Records supplied ▸
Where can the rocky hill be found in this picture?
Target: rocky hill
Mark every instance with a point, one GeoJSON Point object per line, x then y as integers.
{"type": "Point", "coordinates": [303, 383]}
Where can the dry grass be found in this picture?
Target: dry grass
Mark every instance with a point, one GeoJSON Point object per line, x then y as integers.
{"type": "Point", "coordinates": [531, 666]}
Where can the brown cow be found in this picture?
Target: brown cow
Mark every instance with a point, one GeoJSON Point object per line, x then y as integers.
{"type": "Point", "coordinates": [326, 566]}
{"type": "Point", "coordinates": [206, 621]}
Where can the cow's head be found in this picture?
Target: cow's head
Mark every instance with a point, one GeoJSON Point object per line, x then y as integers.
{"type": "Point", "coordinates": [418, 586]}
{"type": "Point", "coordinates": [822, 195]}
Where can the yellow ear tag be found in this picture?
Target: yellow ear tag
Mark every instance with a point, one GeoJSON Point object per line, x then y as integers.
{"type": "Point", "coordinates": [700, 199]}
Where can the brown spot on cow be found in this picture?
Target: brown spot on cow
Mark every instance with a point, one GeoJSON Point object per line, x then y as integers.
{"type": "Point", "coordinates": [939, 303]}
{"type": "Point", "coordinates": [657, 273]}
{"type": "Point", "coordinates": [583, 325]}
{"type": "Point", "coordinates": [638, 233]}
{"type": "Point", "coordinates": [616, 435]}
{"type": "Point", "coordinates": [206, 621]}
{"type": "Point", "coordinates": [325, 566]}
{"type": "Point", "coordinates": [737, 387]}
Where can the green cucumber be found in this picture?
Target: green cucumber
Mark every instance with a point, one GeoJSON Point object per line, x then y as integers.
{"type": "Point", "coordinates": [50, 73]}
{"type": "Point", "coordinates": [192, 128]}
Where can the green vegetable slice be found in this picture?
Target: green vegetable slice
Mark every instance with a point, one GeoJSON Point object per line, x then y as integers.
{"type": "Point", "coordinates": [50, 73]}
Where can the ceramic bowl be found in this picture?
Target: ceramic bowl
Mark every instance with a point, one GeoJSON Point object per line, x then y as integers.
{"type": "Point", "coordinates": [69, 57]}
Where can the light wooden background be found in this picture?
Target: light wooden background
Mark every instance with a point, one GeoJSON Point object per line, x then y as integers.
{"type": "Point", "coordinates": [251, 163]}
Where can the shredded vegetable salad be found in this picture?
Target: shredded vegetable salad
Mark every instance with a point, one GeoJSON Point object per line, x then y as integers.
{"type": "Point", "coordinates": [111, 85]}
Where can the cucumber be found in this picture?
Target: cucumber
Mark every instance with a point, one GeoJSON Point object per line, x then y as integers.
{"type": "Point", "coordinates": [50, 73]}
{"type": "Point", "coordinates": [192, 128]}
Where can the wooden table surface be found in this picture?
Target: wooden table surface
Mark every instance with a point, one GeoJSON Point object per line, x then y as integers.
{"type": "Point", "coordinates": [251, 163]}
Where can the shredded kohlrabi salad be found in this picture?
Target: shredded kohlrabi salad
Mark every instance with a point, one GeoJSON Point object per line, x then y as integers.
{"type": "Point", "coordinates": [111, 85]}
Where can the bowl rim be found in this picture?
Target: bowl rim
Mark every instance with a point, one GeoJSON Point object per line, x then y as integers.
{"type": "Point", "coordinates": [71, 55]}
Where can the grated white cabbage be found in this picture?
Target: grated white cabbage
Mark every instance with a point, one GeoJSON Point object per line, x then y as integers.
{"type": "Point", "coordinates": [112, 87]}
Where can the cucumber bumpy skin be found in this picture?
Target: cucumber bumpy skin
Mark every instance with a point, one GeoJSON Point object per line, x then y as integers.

Prompt ▸
Every line above with the string "salad" in it needs to be copied.

Written response ▸
Where can the shredded vegetable salad be found in this picture?
Target: shredded vegetable salad
Where can the shredded kohlrabi salad be found in this picture?
Target: shredded kohlrabi salad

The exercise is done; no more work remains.